## PROVIDED TEXT
A. NEUMANN & ASSOCIATES, LLC, PLAINTIFF-RESPONDENT,
v.
DR. MICHAEL COHEN, AND NEPTUNE SENIOR HEALTH, LLC, DEFENDANTS-RESPONDENTS, AND ARON ROSENBERG, DEFENDANT-APPELLANT.



On appeal from the Superior Court of New Jersey, Law Division, Monmouth County, Docket No. L-221-05.

Per curiam.

NOT FOR PUBLICATION WITHOUT THE APPROVAL OF THE APPELLATE DIVISION

Argued January 13, 2009

Before Judges Fuentes, Gilroy and Chambers.

On February 25, 2008, following a bench trial, the trial court entered judgment against defendants Dr. Michael Cohen and Aron Rosenberg, "individually, jointly and severally," in the amount of $54,000, together with pre-judgment interest from March 1, 2005.*fn1 Rosenberg appeals; Cohen does not. We affirm in part; reverse in part; and remand to the trial court for further proceedings consistent with this opinion.

I.

Plaintiff, A. Neumann and Associates, LLC, engages in the brokering of businesses and is affiliated with Business Brokers Network of Dallas, Texas. Achim Neumann is plaintiff's principal owner and president. Cohen is a retired physician and the former owner of NSH, a licensed, but non-operating adult day health care (ADHC) facility.*fn2 The primary asset of NSH is the March 13, 2001 approval by the State of New Jersey, Department of Health and Senior Services, the Division of Long-Term Care Systems, to establish and operate a 185-slot ADHC facility*fn3 in Neptune City.

## DATA LINES
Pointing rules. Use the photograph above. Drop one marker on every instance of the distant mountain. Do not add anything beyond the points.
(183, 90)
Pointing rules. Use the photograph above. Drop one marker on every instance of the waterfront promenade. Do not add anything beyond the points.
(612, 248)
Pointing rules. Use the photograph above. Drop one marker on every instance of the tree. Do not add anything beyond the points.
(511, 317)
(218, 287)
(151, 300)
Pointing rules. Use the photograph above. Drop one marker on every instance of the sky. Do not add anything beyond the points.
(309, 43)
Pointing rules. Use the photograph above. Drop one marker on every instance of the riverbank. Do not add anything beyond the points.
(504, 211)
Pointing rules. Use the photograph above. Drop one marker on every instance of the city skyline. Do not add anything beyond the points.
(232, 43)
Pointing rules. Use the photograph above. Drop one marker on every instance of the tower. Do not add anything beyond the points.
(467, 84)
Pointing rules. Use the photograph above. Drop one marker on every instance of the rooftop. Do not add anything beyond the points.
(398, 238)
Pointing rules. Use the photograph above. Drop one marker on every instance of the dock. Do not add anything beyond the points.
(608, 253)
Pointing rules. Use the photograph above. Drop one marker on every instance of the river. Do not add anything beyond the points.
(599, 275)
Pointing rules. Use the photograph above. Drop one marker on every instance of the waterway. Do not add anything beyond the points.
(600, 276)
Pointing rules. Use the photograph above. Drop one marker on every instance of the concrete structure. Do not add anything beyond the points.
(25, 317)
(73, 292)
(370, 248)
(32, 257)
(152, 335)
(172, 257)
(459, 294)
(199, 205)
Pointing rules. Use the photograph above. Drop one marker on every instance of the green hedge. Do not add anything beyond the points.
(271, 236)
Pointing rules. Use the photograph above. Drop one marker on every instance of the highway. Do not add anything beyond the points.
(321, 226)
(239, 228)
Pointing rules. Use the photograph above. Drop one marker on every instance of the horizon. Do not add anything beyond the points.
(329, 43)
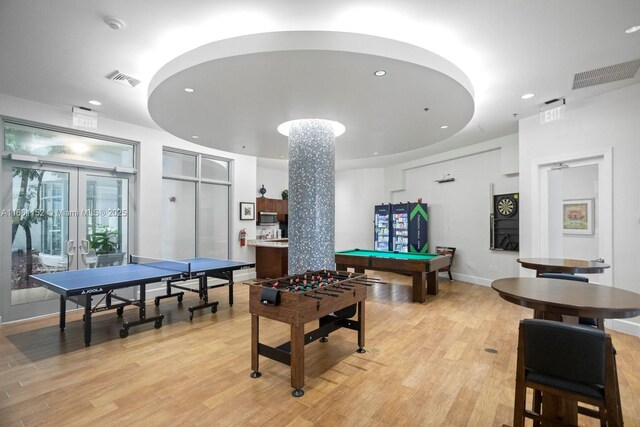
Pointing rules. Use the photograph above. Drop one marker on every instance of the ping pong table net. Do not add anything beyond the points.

## INSTRUCTIONS FOR THE TASK
Reproduce verbatim everything in the appellate opinion above from "DR. MICHAEL COHEN, AND" down to "Gilroy and Chambers.".

## OUTPUT
DR. MICHAEL COHEN, AND NEPTUNE SENIOR HEALTH, LLC, DEFENDANTS-RESPONDENTS, AND ARON ROSENBERG, DEFENDANT-APPELLANT.



On appeal from the Superior Court of New Jersey, Law Division, Monmouth County, Docket No. L-221-05.

Per curiam.

NOT FOR PUBLICATION WITHOUT THE APPROVAL OF THE APPELLATE DIVISION

Argued January 13, 2009

Before Judges Fuentes, Gilroy and Chambers.